* What you are asked to do: Starting at the top of the listing, extract every line up to and including the one with "point(874, 546)". Pictures stay out of the copy.

* Data to process:
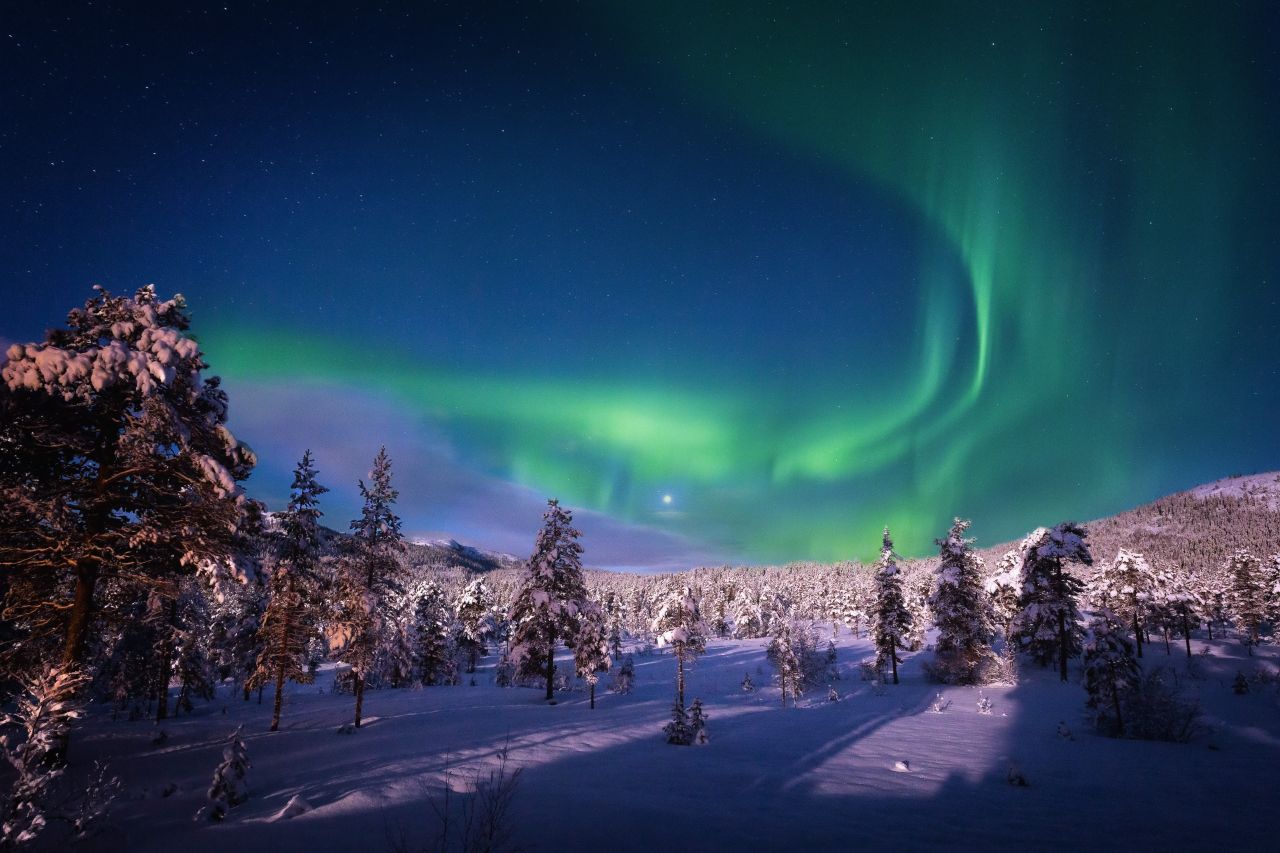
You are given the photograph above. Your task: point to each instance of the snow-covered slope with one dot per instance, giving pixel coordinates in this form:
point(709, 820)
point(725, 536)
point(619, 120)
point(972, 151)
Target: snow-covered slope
point(878, 770)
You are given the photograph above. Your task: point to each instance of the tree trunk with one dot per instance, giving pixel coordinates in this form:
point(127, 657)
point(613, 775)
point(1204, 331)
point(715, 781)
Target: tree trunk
point(1061, 644)
point(551, 667)
point(279, 696)
point(82, 610)
point(1115, 702)
point(163, 687)
point(680, 678)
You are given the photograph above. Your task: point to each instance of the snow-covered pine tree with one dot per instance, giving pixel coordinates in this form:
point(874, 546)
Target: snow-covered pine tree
point(366, 574)
point(44, 716)
point(1124, 587)
point(625, 678)
point(475, 626)
point(1048, 625)
point(192, 665)
point(229, 787)
point(787, 664)
point(698, 724)
point(890, 617)
point(1110, 670)
point(432, 625)
point(289, 620)
point(1004, 587)
point(551, 596)
point(680, 625)
point(677, 729)
point(1246, 594)
point(118, 438)
point(961, 610)
point(592, 647)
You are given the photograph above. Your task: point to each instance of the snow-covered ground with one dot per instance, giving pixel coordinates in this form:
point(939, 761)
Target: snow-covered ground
point(880, 769)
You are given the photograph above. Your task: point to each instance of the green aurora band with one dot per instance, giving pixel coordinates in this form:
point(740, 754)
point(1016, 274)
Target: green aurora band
point(1095, 179)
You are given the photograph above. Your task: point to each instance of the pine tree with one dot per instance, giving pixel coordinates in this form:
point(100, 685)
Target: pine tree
point(44, 717)
point(787, 664)
point(366, 575)
point(1246, 594)
point(890, 620)
point(1004, 588)
point(1110, 670)
point(551, 597)
point(228, 788)
point(192, 665)
point(1048, 624)
point(432, 628)
point(475, 626)
point(119, 463)
point(680, 625)
point(677, 730)
point(963, 611)
point(1125, 587)
point(592, 649)
point(289, 621)
point(698, 724)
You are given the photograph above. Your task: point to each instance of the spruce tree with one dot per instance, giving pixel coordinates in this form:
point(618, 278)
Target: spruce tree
point(475, 626)
point(119, 464)
point(368, 573)
point(1246, 594)
point(890, 619)
point(432, 628)
point(551, 596)
point(680, 625)
point(592, 648)
point(961, 609)
point(1110, 670)
point(1048, 625)
point(289, 621)
point(1125, 587)
point(228, 788)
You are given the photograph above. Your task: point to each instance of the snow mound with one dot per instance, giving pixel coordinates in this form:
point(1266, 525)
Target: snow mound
point(296, 806)
point(1261, 487)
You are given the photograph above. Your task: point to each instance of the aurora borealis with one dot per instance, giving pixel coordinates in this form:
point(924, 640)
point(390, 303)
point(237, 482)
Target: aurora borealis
point(809, 270)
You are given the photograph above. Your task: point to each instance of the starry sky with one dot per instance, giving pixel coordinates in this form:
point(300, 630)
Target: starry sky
point(736, 282)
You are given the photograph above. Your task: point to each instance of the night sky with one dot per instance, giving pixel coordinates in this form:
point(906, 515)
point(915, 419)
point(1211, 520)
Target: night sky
point(734, 284)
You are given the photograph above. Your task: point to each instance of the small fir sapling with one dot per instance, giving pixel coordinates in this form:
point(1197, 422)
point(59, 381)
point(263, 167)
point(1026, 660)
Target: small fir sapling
point(44, 717)
point(698, 724)
point(228, 788)
point(891, 620)
point(677, 729)
point(625, 678)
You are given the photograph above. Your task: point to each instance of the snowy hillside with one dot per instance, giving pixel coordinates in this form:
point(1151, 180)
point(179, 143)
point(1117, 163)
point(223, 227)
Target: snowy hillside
point(1196, 529)
point(880, 769)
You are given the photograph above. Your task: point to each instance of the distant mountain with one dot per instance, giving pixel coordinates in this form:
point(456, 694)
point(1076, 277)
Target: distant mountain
point(1197, 528)
point(435, 553)
point(451, 552)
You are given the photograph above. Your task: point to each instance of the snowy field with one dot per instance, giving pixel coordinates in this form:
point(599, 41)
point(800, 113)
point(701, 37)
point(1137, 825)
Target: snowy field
point(878, 769)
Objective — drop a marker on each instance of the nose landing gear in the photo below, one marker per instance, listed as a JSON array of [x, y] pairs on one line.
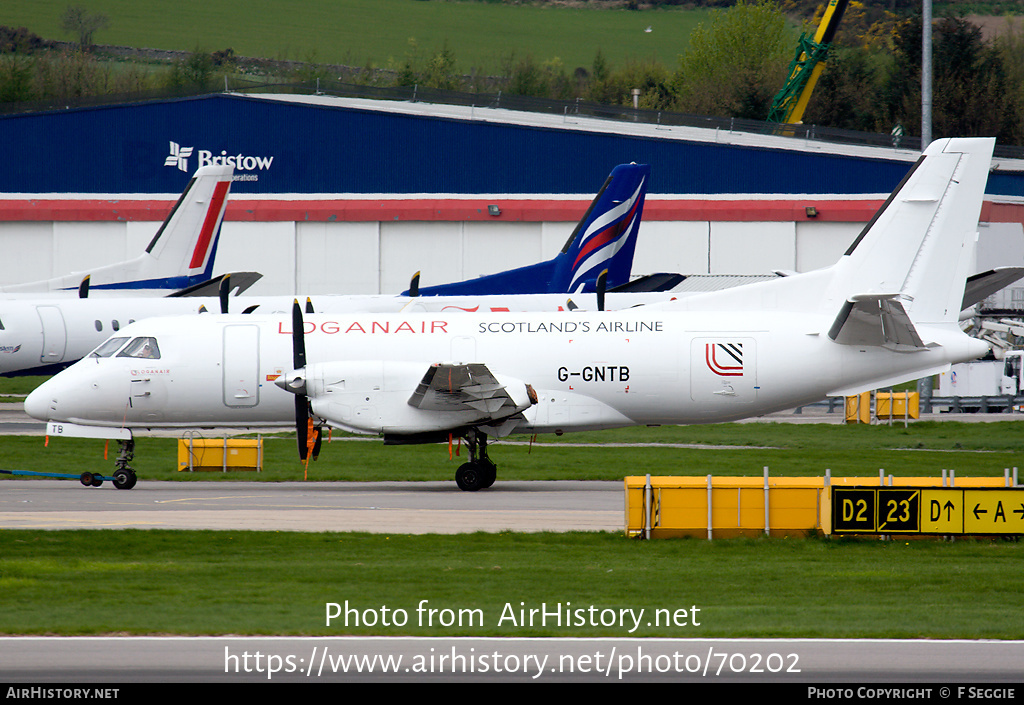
[[480, 471]]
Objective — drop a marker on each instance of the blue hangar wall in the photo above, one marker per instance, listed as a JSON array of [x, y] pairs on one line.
[[284, 148]]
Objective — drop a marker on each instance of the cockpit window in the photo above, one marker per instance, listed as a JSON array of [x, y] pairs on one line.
[[144, 347], [109, 347]]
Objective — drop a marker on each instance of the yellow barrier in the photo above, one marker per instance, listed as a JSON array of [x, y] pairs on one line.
[[220, 454], [896, 406], [889, 406], [858, 408], [721, 507]]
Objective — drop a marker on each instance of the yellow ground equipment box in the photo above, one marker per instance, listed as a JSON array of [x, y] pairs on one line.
[[889, 406], [220, 455], [720, 507], [858, 408]]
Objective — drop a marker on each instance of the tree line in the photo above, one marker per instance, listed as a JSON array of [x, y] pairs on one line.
[[735, 64]]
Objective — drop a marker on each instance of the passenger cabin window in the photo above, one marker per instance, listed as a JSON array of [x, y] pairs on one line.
[[143, 347], [109, 347]]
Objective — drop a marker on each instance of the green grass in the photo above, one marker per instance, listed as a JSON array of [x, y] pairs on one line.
[[354, 32], [148, 582]]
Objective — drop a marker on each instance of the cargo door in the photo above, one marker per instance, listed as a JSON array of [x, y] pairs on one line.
[[241, 365], [54, 334]]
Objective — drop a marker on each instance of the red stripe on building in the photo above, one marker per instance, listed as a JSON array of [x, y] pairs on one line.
[[459, 210]]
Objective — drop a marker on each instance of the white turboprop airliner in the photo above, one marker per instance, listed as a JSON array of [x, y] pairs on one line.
[[887, 312], [43, 335], [180, 255]]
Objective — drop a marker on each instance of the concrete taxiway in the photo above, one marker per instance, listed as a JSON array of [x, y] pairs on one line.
[[437, 507]]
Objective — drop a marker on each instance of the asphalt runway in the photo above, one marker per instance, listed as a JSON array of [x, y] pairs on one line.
[[437, 507]]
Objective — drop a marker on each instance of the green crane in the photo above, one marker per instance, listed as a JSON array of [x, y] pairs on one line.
[[807, 66]]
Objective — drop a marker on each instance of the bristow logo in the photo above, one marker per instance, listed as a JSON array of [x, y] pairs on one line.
[[179, 157]]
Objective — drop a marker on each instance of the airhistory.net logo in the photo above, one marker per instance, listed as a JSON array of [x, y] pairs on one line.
[[178, 157]]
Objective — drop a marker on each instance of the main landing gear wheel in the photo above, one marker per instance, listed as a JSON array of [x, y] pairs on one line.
[[124, 475], [125, 479], [480, 472], [469, 478]]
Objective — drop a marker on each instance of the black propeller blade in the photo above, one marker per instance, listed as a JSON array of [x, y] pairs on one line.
[[223, 291], [303, 418], [602, 283]]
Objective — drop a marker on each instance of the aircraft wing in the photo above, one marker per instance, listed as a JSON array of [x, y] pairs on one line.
[[471, 387], [987, 283], [876, 320]]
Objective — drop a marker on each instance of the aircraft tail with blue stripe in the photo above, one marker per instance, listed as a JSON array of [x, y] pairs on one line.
[[603, 240]]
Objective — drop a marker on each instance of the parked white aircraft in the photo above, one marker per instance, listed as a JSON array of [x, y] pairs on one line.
[[180, 255], [45, 335], [887, 312]]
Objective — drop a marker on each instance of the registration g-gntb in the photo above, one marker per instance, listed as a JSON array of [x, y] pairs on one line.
[[887, 312]]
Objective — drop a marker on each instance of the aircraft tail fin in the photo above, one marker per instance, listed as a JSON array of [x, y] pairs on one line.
[[183, 250], [180, 255], [911, 260], [606, 236], [604, 239]]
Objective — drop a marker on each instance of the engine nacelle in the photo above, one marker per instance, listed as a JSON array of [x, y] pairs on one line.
[[377, 397]]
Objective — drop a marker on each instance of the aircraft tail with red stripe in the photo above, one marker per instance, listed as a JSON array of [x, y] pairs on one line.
[[603, 240], [181, 254]]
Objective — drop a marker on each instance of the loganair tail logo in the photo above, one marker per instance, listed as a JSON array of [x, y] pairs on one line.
[[725, 360], [179, 158]]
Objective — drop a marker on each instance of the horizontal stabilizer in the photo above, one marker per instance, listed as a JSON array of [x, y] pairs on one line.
[[662, 281], [240, 281], [876, 320], [985, 284]]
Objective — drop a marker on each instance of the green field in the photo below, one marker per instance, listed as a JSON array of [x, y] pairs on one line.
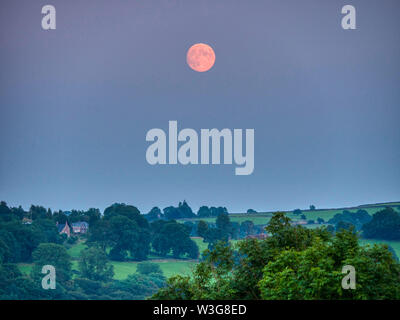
[[394, 244], [172, 266], [169, 267], [264, 217]]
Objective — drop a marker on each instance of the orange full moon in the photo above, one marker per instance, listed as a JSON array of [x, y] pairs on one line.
[[200, 57]]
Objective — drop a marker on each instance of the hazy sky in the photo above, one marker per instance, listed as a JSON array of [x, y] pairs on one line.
[[76, 102]]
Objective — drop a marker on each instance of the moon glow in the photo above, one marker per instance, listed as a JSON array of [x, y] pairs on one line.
[[200, 57]]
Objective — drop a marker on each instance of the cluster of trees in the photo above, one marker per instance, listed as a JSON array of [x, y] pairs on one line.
[[384, 224], [294, 263], [94, 280], [128, 235], [183, 211], [347, 219]]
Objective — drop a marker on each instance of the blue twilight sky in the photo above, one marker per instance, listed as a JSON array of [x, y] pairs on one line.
[[76, 103]]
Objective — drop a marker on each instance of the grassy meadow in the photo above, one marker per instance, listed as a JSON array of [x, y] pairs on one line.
[[172, 266]]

* Exercise result:
You are given the photograph above. Your task: point to each instance of the snow-covered slope with one dot per instance, giving pixel coordinates in this form:
point(709, 820)
point(725, 536)
point(619, 120)
point(972, 151)
Target: snow-covered slope
point(878, 770)
You are given the photograph above. Your task: point to each instance of the tree trunk with one dot per instance, giving pixel coordinates in this form:
point(127, 657)
point(613, 775)
point(1204, 331)
point(715, 781)
Target: tree trunk
point(1061, 644)
point(551, 667)
point(279, 696)
point(82, 610)
point(1115, 702)
point(163, 687)
point(680, 678)
You are given the photograph above. Your task: point to each instance of the snow-covered pine tree with one dot per instance, giving pixel coordinates in this form:
point(874, 546)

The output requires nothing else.